## Work item
Your output should be everything below from the line containing "Expected: one point per instance of the dark rock in" down to the line containing "Expected: one point per instance of the church entrance", both ends included, copied exactly, with pictures left out.

## Supplied material
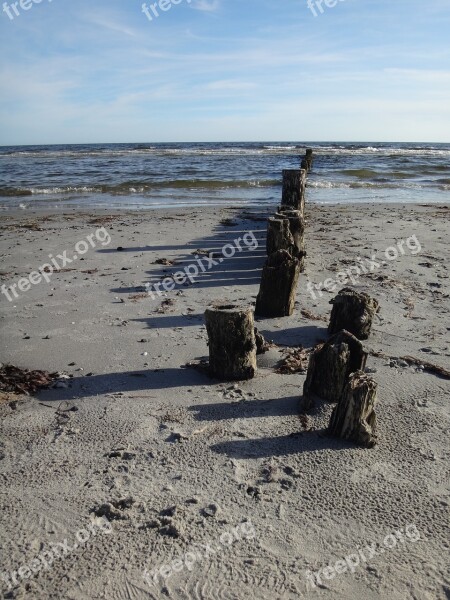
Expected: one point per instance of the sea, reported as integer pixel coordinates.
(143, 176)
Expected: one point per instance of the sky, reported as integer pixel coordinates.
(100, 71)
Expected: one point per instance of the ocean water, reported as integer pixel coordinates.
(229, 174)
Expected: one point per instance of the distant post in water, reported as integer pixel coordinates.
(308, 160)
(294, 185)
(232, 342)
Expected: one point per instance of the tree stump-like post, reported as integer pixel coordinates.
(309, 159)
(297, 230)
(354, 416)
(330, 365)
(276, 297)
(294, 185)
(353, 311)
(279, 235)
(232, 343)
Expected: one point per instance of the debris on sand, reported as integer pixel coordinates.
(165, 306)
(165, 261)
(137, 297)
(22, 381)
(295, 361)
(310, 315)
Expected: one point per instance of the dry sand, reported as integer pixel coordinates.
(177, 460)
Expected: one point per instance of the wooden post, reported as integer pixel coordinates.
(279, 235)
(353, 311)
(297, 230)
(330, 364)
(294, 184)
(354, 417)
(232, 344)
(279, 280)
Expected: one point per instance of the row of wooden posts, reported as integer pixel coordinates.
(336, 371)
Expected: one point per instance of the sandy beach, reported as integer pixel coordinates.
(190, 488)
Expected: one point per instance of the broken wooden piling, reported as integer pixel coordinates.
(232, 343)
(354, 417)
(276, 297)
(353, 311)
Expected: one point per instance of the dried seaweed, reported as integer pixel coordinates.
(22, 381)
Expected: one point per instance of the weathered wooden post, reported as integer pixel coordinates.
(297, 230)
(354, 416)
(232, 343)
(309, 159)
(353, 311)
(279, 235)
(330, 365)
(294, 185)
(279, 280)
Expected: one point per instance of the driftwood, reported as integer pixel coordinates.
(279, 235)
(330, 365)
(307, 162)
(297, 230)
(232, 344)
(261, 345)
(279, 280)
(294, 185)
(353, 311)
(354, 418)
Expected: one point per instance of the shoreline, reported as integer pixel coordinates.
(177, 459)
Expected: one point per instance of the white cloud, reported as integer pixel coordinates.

--

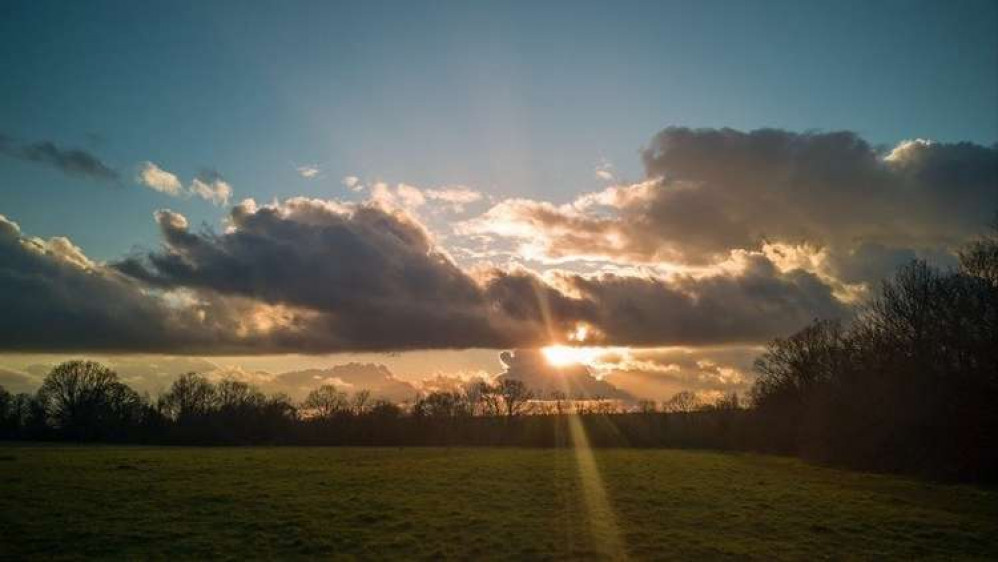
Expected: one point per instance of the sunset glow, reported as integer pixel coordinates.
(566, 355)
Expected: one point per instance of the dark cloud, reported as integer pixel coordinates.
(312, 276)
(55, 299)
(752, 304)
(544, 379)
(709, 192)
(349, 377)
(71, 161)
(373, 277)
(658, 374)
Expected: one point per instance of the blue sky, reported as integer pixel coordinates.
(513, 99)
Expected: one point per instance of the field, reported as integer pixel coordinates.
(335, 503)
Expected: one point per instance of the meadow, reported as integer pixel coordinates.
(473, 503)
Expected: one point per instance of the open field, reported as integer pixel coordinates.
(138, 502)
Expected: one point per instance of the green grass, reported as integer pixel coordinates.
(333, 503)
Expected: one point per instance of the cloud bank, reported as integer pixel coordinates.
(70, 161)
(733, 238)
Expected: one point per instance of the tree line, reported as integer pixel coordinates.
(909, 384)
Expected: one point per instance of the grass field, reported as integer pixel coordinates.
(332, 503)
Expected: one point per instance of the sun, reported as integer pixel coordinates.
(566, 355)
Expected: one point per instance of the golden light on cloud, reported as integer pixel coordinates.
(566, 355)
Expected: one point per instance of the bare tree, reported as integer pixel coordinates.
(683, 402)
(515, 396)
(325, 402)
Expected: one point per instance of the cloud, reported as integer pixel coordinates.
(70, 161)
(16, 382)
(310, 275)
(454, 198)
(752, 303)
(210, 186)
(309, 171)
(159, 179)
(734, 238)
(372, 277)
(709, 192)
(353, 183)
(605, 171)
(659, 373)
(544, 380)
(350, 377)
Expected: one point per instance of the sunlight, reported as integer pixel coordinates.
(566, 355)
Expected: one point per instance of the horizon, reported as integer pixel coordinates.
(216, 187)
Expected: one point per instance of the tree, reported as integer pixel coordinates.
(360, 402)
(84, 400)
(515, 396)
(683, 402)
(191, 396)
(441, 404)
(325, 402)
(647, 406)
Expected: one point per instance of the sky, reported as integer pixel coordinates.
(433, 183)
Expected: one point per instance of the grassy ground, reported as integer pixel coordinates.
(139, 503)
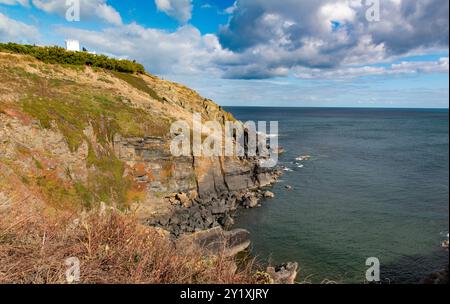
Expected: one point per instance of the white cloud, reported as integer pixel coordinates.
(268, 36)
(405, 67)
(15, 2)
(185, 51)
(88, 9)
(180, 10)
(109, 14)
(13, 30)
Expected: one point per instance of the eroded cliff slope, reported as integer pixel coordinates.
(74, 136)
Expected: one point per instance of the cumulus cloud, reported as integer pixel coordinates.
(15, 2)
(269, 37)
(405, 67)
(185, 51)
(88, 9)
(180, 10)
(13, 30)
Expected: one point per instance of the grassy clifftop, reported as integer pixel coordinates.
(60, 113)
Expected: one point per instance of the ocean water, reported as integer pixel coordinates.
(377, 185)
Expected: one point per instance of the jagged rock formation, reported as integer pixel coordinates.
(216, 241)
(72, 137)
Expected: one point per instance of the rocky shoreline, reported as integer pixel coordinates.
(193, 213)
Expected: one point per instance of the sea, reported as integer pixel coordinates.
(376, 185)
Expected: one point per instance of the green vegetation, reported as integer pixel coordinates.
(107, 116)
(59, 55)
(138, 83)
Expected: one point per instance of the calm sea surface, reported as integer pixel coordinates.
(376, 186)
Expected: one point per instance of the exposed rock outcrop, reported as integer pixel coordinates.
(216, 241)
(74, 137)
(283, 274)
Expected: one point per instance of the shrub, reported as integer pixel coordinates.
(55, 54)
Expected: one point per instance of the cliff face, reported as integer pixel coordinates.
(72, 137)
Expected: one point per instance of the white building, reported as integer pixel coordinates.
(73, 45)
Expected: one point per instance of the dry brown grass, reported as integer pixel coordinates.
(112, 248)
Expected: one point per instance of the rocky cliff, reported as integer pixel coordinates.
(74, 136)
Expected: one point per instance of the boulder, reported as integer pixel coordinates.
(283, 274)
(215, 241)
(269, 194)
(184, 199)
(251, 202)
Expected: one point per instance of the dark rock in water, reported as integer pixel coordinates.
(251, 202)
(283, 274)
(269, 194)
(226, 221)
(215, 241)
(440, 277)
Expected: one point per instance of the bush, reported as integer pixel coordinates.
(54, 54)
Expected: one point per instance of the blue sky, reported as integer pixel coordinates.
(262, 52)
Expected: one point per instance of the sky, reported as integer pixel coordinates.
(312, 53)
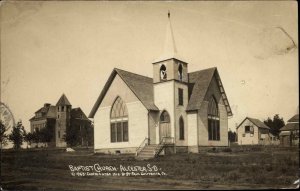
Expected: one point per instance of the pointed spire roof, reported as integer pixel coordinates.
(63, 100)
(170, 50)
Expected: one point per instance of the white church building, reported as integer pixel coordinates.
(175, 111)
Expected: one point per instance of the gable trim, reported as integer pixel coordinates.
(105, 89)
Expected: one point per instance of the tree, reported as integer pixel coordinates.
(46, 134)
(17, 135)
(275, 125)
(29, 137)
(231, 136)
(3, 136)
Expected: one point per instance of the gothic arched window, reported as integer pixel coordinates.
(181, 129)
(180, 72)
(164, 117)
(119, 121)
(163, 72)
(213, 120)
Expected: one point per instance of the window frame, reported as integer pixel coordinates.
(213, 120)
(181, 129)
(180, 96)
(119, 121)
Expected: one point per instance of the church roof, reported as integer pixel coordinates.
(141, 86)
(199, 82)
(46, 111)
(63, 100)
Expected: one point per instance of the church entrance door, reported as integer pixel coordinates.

---

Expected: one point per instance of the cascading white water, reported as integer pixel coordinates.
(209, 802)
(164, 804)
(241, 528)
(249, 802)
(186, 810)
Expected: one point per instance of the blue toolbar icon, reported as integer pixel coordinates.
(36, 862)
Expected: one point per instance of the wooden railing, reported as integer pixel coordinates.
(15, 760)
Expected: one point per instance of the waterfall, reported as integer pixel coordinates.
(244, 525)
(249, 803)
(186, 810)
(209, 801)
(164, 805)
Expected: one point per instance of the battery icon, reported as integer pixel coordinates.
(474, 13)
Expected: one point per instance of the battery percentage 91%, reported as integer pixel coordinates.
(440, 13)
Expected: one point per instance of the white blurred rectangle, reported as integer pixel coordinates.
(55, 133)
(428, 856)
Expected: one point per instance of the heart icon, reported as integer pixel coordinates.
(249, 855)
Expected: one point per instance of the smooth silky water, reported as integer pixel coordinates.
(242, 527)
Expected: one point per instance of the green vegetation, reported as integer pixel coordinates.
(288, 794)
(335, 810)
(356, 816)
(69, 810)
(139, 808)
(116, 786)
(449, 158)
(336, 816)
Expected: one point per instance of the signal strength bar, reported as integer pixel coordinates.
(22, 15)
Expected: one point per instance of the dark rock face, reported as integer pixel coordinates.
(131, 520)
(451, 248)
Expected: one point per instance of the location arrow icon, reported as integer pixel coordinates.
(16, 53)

## Response area
Expected: one point per instance of the dark rock in water, reported as integer pixel coordinates.
(251, 202)
(283, 274)
(269, 194)
(226, 221)
(215, 241)
(440, 277)
Expected: one point per instance of the bush, reported as integer pixel coordinates.
(54, 54)
Expected: one point per instance of the blue sky, reported as integer pixel coordinates.
(262, 52)
Expected: one point per instance of the sky, reported as integer pixel coordinates.
(312, 53)
Expected: one point per instance of the pointed spire roof, reported as integer pixel coordinates.
(63, 100)
(170, 50)
Expected: one point per instance of the white church building, reported as integer pixel coordinates.
(175, 111)
Expected: one point per instance of the gable trim, reported as integer pixel coordinates.
(105, 89)
Expected: one point per instance of the tree, reported as integer pixel coordinates.
(46, 134)
(17, 135)
(275, 125)
(29, 137)
(231, 136)
(3, 136)
Expected: one point per instance of the gothic arched window, reported as integer pixel coordinates.
(181, 129)
(180, 72)
(164, 117)
(119, 121)
(163, 72)
(213, 120)
Expected: one point per instance of the window frame, reported as integer pixel coordinates.
(213, 120)
(181, 129)
(180, 96)
(119, 121)
Expected: one point per instance of the church roof, reported as integer pixel coordinates.
(141, 86)
(199, 82)
(46, 111)
(63, 100)
Expected: one point per instance of the church entrance door, reported as integer pixel coordinates.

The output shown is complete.